● What you have to do:
Rewrite all of the entries below with "inspect" changed to "examine" and every other word left as it is. Leave the pictures out of your answer.

● Material provided:
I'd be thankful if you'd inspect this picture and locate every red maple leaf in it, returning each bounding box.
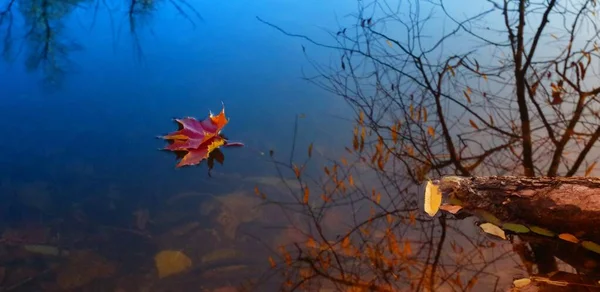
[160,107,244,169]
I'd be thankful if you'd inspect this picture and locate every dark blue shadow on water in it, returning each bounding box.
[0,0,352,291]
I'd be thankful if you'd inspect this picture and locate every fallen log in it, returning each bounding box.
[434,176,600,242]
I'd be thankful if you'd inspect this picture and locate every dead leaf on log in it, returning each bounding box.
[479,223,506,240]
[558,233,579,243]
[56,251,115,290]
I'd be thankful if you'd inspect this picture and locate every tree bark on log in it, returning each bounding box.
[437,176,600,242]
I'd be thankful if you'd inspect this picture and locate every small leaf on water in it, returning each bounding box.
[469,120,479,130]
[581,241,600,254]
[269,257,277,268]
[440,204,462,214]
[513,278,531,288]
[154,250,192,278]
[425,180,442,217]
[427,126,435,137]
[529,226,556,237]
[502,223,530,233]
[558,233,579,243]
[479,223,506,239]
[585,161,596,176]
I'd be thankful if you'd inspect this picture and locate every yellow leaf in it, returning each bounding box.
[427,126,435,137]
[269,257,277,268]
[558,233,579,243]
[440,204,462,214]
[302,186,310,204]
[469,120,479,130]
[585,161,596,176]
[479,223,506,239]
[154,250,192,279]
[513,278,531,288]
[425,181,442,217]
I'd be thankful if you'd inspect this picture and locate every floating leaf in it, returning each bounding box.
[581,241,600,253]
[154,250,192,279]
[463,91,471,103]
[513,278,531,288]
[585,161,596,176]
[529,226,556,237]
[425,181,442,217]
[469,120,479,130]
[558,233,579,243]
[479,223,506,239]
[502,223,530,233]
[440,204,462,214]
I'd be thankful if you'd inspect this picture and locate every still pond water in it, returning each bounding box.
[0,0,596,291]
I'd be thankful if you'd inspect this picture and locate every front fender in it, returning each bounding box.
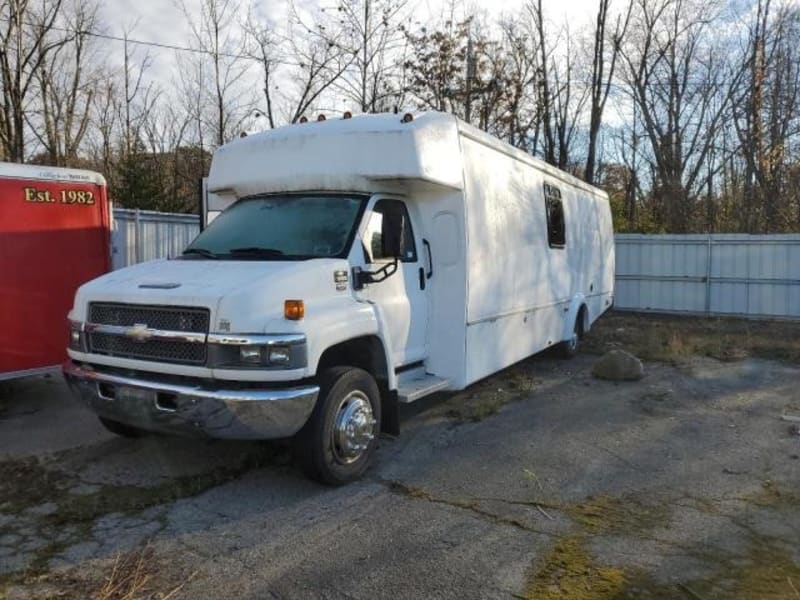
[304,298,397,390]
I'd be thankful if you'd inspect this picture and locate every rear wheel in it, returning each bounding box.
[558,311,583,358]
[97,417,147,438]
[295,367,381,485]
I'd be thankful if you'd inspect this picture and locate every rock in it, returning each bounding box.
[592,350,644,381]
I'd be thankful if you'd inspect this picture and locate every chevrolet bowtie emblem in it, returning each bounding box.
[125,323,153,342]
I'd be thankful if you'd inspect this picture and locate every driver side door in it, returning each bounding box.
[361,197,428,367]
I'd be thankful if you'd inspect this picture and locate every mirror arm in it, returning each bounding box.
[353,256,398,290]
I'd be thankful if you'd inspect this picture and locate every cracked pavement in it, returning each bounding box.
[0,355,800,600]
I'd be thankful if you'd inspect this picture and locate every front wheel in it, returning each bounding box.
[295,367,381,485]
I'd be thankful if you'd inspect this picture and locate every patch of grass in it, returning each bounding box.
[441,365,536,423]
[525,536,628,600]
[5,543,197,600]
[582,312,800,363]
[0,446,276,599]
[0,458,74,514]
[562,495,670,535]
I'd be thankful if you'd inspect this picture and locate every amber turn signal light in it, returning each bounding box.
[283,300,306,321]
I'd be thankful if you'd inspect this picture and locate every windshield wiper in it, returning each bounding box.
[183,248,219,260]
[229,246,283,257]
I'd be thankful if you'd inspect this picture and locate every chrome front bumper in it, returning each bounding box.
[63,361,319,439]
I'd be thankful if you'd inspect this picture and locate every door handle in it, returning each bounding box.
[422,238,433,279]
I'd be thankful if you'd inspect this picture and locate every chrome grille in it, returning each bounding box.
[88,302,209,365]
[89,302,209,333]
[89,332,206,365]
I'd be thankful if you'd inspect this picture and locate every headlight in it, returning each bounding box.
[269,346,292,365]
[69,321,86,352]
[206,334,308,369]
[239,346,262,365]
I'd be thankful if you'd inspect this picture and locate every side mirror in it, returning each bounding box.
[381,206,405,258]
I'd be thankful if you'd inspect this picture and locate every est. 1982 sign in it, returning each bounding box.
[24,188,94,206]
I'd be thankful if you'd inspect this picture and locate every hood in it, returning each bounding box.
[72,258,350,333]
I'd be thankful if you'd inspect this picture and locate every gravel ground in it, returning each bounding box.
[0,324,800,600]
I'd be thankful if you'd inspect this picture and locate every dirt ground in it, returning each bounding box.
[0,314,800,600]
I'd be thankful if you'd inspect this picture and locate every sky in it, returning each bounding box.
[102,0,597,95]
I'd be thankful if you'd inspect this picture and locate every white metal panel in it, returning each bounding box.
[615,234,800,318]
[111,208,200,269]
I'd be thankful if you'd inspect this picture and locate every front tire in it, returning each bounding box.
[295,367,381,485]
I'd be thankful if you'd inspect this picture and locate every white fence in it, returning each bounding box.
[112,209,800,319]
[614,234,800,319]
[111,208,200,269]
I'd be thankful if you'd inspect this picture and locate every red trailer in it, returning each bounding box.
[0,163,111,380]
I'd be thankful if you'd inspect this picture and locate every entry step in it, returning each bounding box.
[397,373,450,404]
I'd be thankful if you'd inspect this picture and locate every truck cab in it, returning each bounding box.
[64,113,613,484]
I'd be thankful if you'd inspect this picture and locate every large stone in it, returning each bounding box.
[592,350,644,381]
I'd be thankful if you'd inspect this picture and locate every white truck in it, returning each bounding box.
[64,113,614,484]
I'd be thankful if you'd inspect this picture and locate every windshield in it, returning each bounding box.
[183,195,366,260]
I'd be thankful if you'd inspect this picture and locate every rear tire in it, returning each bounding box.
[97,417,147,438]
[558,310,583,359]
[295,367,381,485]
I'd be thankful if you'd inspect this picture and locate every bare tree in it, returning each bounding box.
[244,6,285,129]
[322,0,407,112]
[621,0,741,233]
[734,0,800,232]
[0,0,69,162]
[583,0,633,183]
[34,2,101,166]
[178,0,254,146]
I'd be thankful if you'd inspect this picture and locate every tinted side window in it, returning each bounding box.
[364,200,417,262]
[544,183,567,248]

● Finished task:
I'd be thankful if you'd examine this picture and locate every red maple leaf in it, returning each bounding box.
[160,107,244,169]
I'd be thankful if you'd examine this picture and locate every dark blue shadow on water in it, returning each bounding box.
[0,0,352,291]
I'd be thankful if you'd examine this picture and locate every fallen log in it, returning each bounding box.
[434,176,600,242]
I'd be thankful if you'd examine this picture and locate every dead leaf on log in it, returning each bounding box.
[479,223,506,240]
[558,233,579,243]
[56,251,115,290]
I'd be thankful if you'd examine this picture and locate every tree bark on log in it, returning each bounding box.
[437,176,600,242]
I'd be thankful if you'd examine this picture and locate every small leaf on water in it, returning each bounding box.
[469,120,479,130]
[581,241,600,254]
[269,257,277,268]
[440,204,462,214]
[513,278,531,288]
[154,250,192,278]
[425,180,442,217]
[427,126,435,137]
[529,226,556,237]
[502,223,530,233]
[558,233,579,243]
[479,223,506,239]
[585,161,596,176]
I'd be thankful if you'd examine this picture and locate every yellow leaf in it, returning each bounding box.
[427,126,435,137]
[269,257,277,268]
[558,233,579,243]
[440,204,462,214]
[302,186,310,204]
[469,120,479,130]
[585,161,596,176]
[479,223,506,239]
[154,250,192,279]
[513,278,531,288]
[425,181,442,217]
I'd be thankful if you'd examine this picture and locate every floating leaf in it, returning each bounding box.
[581,241,600,253]
[154,250,192,279]
[463,91,471,103]
[513,278,531,288]
[585,161,596,176]
[529,226,556,237]
[425,181,442,217]
[469,120,479,130]
[558,233,579,243]
[479,223,506,239]
[502,223,530,233]
[440,204,462,214]
I'd be thankful if you'd examine this picture and locate every still pond water in it, returning each bounding box.
[0,0,596,291]
I'd be thankful if you'd examine this picture and locate every front fender in it, returning each bounding box.
[304,298,397,390]
I'd be thankful if you'd examine this picture and locate every rear wheel in it, returning each bounding box.
[558,311,583,358]
[97,417,147,438]
[295,367,381,485]
I'd be thankful if you'd examine this picture and locate every rock in it, returning each bounding box.
[592,350,644,381]
I'd be thankful if you'd examine this picture and locate every chevrolet bowtie emblem in it, returning each bounding box.
[125,323,153,342]
I'd be thankful if you'd examine this picture and locate every driver side door in it, returning each bounding box.
[361,197,428,367]
I'd be thankful if you'd examine this picture and locate every mirror arm in it, returning each bounding box.
[353,256,398,290]
I'd be thankful if you'd examine this picture and locate every cracked pavement in it, returning each bounding box.
[0,355,800,600]
I'd be thankful if you'd examine this picture and locate every front wheel in it, returning each bounding box.
[295,367,381,485]
I'd be thankful if you'd examine this picture and locate every patch of grass in it, returning each bounding box.
[441,365,536,423]
[525,536,628,600]
[5,543,197,600]
[582,312,800,363]
[0,446,276,599]
[0,458,74,514]
[562,495,670,535]
I'd be thankful if you'd examine this picture and locate every amber turn signal light in it, returning each bounding box.
[283,300,306,321]
I'd be thankful if you'd examine this picture and locate every windshield wiper in it, returning each bounding box.
[183,248,219,260]
[229,246,283,257]
I'd be thankful if you'd examine this picture and locate every chrome front bumper in it, returning each bounding box.
[63,361,319,439]
I'd be thankful if you'd examine this picture and locate every door handle in it, returning each bounding box.
[422,238,433,279]
I'd be thankful if you'd examine this picture and locate every chrome grille in it, returning each bounding box.
[88,302,209,365]
[89,302,209,333]
[89,332,206,365]
I'd be thankful if you'd examine this picture and locate every headlight in it, returning each bounding box.
[269,346,292,365]
[69,321,86,352]
[206,334,308,369]
[239,346,262,365]
I'd be thankful if you'd examine this picture and locate every side mirror in it, returning each bounding box.
[381,206,405,258]
I'd be thankful if you'd examine this picture and locate every est. 1982 sign in it, returning each bounding box.
[24,188,94,206]
I'd be thankful if you'd examine this picture and locate every hood in it, returning each bounding box.
[72,258,350,333]
I'd be thankful if you'd examine this picture and locate every gravel ground in it, returning each bounding box.
[0,324,800,600]
I'd be thankful if you'd examine this picture and locate every dirt ground in it, returning each bounding box.
[0,314,800,600]
I'd be thankful if you'd examine this picture and locate every sky in it, returning each bounding box.
[102,0,597,95]
I'd be thankful if you'd examine this picture and locate every white metal panel in it, returning each bounding box.
[615,234,800,318]
[111,208,200,269]
I'd be thankful if you'd examine this picture and locate every front tire in it, returning each bounding box.
[295,367,381,485]
I'd be thankful if you'd examine this picture and locate every white fence in it, returning each bounding box.
[112,209,800,319]
[614,234,800,319]
[111,208,200,269]
I'd be thankful if you'd examine this picture and locate every red trailer in it, returning each bounding box.
[0,163,111,380]
I'd be thankful if you'd examine this picture and locate every entry step in it, returning each bounding box.
[397,373,450,404]
I'd be thankful if you'd examine this picture and locate every truck cab in it, returning each bounding box.
[64,113,613,484]
I'd be thankful if you'd examine this picture and locate every large stone in it, returning each bounding box.
[592,350,644,381]
I'd be thankful if you'd examine this picture and locate every white truck in it, returning each bounding box.
[64,113,614,484]
I'd be thankful if you'd examine this picture and locate every windshield in it, returning each bounding box.
[183,195,366,260]
I'd be thankful if you'd examine this picture and locate every rear tire in it, returning each bounding box.
[97,417,147,438]
[558,310,583,359]
[295,367,381,485]
I'd be thankful if you'd examine this picture and locate every bare tree in it, returning each bounding box.
[244,6,285,129]
[322,0,407,112]
[621,0,741,233]
[734,0,800,232]
[0,0,69,162]
[583,0,633,183]
[34,2,101,166]
[178,0,254,146]
I'd be thankful if you'd examine this picture and locate every tinted side window in it, returning each bounding box.
[364,200,417,262]
[544,183,567,248]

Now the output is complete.